# Task goal
Extract all data as written.

Saved entries
════
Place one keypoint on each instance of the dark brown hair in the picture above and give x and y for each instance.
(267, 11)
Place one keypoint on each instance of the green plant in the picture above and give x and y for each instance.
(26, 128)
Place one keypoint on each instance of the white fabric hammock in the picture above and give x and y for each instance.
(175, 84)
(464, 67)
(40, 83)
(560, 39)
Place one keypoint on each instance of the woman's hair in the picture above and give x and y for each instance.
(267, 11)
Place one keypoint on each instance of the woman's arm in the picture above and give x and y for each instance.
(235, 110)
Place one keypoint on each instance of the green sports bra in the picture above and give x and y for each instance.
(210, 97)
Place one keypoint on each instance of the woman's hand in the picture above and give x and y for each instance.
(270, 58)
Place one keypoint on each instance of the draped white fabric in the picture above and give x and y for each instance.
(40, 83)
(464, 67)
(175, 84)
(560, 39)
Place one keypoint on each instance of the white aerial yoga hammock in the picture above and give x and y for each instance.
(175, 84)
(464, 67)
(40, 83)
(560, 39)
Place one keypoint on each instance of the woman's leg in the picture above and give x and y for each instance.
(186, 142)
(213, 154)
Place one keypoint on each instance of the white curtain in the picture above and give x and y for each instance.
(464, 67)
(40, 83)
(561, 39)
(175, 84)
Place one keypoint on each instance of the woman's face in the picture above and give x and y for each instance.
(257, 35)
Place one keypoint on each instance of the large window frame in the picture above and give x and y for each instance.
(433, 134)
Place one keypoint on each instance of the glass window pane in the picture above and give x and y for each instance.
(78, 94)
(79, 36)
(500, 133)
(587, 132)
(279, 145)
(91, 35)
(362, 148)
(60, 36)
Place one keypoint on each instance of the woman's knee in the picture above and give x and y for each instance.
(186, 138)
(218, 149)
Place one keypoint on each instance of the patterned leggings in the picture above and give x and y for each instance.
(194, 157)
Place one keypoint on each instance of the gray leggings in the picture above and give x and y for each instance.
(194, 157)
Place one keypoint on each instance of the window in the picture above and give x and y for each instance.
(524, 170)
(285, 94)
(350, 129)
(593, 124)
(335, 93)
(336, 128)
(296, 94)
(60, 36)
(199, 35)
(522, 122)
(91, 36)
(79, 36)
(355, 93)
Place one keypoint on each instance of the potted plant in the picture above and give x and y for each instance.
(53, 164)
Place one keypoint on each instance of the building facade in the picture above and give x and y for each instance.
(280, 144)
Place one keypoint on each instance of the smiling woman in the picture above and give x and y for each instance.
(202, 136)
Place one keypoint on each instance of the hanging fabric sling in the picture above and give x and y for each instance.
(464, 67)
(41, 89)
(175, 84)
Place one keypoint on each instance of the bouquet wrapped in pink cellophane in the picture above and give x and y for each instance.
════
# Response
Place one keypoint on each instance of the dark brown hair in the picture above and give x and y for each instance.
(267, 11)
Place one keypoint on each instance of the green plant in the picture above and give x and y for each instance.
(26, 128)
Place one keypoint on each instance of the white fabric hammock in the picture above and give x and y for each instance.
(175, 84)
(464, 67)
(40, 83)
(560, 39)
Place one keypoint on each instance of the woman's hair in the picture above and give x and y for each instance.
(267, 11)
Place one keypoint on each instance of the woman's arm in the picture above and give x and y for each instance.
(235, 110)
Place one keypoint on each instance of the green sports bra in the picture above and give x and y for each instance.
(210, 97)
Place one keypoint on each instance of the woman's hand in the picture above and give x and y for each instance.
(270, 58)
Place one keypoint on each instance of the draped white fabric in the picture above and give x and y for each instance.
(40, 83)
(464, 67)
(175, 84)
(560, 39)
Place one keypoint on each instance of the white aerial yoga hammock in the picture above and give x and y for each instance.
(175, 84)
(464, 67)
(40, 83)
(560, 39)
Place one keypoint on each instance of the woman's leg in the picture above and give x and y for each instance.
(186, 142)
(213, 154)
Place one keypoint on each instance of the white curtain in the picture above and give x and y for each instance.
(464, 67)
(40, 83)
(561, 39)
(175, 84)
Place one keypoint on each instance of the woman's face in the picture above and give x and y for each instance.
(257, 35)
Place one keypoint on each instance of the large window frame in the picture above and give x and y for each instance.
(433, 134)
Place one keypoint on each instance of the glass window pane in the picture above and give x and y for each instance.
(78, 94)
(79, 36)
(500, 133)
(587, 132)
(279, 145)
(91, 35)
(362, 148)
(60, 36)
Place one keypoint on each instance of the woman's knee in the picture above and give x and y for each instance.
(186, 138)
(218, 149)
Place one keypoint on each instance of the patterned leggings in the picture above and give x and y for each instance.
(194, 157)
Place one keypoint on each instance of the gray leggings in the picture above and give x and y for each instance.
(194, 157)
Place one keypoint on each instance of the window in the picture above and give x and y for each instance.
(524, 170)
(285, 94)
(350, 129)
(593, 124)
(335, 93)
(336, 128)
(296, 94)
(60, 36)
(199, 35)
(522, 122)
(91, 36)
(79, 36)
(355, 93)
Place one keypoint on each instance of the potted plant in the picture above and give x and y for each instance.
(53, 164)
Place one keypoint on each instance of the building facade in the picture above and give x and y for each instance.
(280, 144)
Place one keypoint on each instance of the smiling woman in the picture above and give x and y for each instance.
(202, 136)
Place one keypoint on each instance of the hanging fabric sling in the picture above and give x and y for each instance.
(464, 67)
(41, 89)
(175, 84)
Place one keypoint on each instance of the bouquet wrapped in pink cellophane in the picture above and give x and y for each instance.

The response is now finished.